▸ **Set of tasks**
A) According to the St. Elmo's Fire review, who wrote the script with Joel Schumacher?
B) Retype the St. Elmo's Fire review from "May 7, 2012" to "accomplishment, it’s regrettable.".
C) Extend the St. Elmo's Fire review past its last paragraph.

▸ **Document section**
St. Elmo’s Fire

May 7, 2012

St. Elmo’s Fire is an attempt—and, by all evidence, a sincere and well-meaning attempt—to treat the current generation of college graduates with the brand of wit and wisdom bestowed on the ’60s crowd in The Big Chill. Which means it’s about a group of close friends who spend half their time getting into various romantic couplings, and the other half talking about getting into various romantic couplings.

Actually, there’s more than that; some examination is made of directionless lives, and the emptiness of even the lives that may appear to have direction. Just like The Big Chill. But unlike The Big Chill, St. Elmo’s Fire does not burn with the sort of witty, rueful, wise dialogue that makes this kind of film work. In terms of ambition, it’s admirable, but in terms of accomplishment, it’s regrettable.

The fault here goes to director Joel Schumacher (who wrote the script with Carl Kurlander). Schumacher, the director of such lightweight fare as The Incredible Shrinking Woman and D.C. Cab, seems to have bitten off more than he can chew. An occasional detail rings true, and the overall atmosphere is funky and pleasant, but the film swerves time and again into cliché and patness, and sometimes plain stupidity.

The actors Schumacher has assembled are among the best young folks in Hollywood today (dubbed “the Brat Pack” in some quarters)—it’s a shame they aren’t shown off to better effect. The best role—that of a self-destructive, irresponsible sax player—goes to the weakest actor, Rob Lowe (Oxford Blues). Lowe’s pretty-boy looks contradict his part, and he’s not good enough to make the contradiction interesting.

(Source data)
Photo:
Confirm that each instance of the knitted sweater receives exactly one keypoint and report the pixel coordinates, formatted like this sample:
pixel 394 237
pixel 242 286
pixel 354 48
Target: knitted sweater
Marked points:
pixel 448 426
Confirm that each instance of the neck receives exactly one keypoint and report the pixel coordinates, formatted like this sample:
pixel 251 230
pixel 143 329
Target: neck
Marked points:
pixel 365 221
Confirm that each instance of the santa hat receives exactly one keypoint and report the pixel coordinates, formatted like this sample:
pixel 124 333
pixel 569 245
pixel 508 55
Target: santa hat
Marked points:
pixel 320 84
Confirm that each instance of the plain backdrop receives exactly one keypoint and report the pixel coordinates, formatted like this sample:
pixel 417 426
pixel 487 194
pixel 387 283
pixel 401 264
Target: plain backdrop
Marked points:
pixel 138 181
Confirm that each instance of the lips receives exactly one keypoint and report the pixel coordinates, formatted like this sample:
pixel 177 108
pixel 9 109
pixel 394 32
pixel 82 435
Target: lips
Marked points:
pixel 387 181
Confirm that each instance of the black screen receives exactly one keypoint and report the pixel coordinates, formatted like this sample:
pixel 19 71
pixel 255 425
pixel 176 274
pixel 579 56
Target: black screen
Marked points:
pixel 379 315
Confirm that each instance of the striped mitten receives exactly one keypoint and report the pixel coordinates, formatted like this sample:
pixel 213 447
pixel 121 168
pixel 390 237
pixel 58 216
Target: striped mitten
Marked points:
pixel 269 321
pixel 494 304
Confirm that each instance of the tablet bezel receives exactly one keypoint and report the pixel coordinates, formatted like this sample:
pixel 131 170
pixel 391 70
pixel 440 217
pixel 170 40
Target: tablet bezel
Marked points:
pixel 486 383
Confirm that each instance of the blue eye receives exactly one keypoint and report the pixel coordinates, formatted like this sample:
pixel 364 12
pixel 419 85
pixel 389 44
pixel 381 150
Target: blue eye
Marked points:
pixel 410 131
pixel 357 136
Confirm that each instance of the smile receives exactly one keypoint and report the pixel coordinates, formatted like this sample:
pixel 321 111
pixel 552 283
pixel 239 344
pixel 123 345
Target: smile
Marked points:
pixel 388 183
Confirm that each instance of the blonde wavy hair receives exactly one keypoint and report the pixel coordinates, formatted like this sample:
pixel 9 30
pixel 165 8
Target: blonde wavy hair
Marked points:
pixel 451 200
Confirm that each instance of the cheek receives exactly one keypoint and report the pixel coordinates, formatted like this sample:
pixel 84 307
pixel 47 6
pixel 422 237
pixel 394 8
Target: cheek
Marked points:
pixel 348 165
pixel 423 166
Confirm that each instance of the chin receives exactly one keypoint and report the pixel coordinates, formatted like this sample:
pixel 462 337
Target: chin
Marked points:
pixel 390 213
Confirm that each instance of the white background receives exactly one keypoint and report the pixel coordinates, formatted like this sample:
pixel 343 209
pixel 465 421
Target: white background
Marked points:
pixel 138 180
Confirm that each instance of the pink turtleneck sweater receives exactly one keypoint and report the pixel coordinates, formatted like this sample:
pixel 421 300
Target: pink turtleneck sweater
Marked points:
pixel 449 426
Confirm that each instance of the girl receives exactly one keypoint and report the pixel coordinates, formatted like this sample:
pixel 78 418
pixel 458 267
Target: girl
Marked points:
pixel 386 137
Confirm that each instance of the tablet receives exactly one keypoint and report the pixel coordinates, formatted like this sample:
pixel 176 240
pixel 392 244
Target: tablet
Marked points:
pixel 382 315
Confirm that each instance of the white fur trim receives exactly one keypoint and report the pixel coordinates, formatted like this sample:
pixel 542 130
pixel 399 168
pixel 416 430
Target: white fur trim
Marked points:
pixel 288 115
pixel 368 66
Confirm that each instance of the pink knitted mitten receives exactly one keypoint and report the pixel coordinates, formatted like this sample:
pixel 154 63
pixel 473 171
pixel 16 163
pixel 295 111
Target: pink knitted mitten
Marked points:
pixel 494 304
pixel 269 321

▸ **Answers to each task**
A) Carl Kurlander

B)
May 7, 2012

St. Elmo’s Fire is an attempt—and, by all evidence, a sincere and well-meaning attempt—to treat the current generation of college graduates with the brand of wit and wisdom bestowed on the ’60s crowd in The Big Chill. Which means it’s about a group of close friends who spend half their time getting into various romantic couplings, and the other half talking about getting into various romantic couplings.

Actually, there’s more than that; some examination is made of directionless lives, and the emptiness of even the lives that may appear to have direction. Just like The Big Chill. But unlike The Big Chill, St. Elmo’s Fire does not burn with the sort of witty, rueful, wise dialogue that makes this kind of film work. In terms of ambition, it’s admirable, but in terms of accomplishment, it’s regrettable.

C)
Emilio Estevez (Repo Man) has the worst part: a would-be law student infatuated with a former classmate (Andie MacDowell). Estevez’ role is slapstick comedy, unrelated and not meaningful to the other plot lines, and his scenes (through no fault of his) are the film’s more irrelevant.

Judd Nelson (The Breakfast Club) and Ally Sheedy (ditto) play the perfect couple, the two yuppies expected to marry and live happily ever after—except that it might not work out that way. Mare Winningham plays a nebbish social worker in love with her exact opposite, Lowe’s sax player.

The two actors who come off best are Demi Moore (No Small Affair), playing a coke-snorting career woman, and Andrew McCarthy (Class), as a cynical journalist whose lack of romantic activity has the others wondering about his sexual preference. McCarthy is born to play this kind of sensitive part, and he has an appealing way of throwing away lines.

But the actors labor in vain. A good movie about this crucial time in life may yet be made, because it’s a valid subject, and this may well be the cast to play it. But we’ll have to wait for that, and it’ll take someone with more insight than Joel Schumacher to pull it off.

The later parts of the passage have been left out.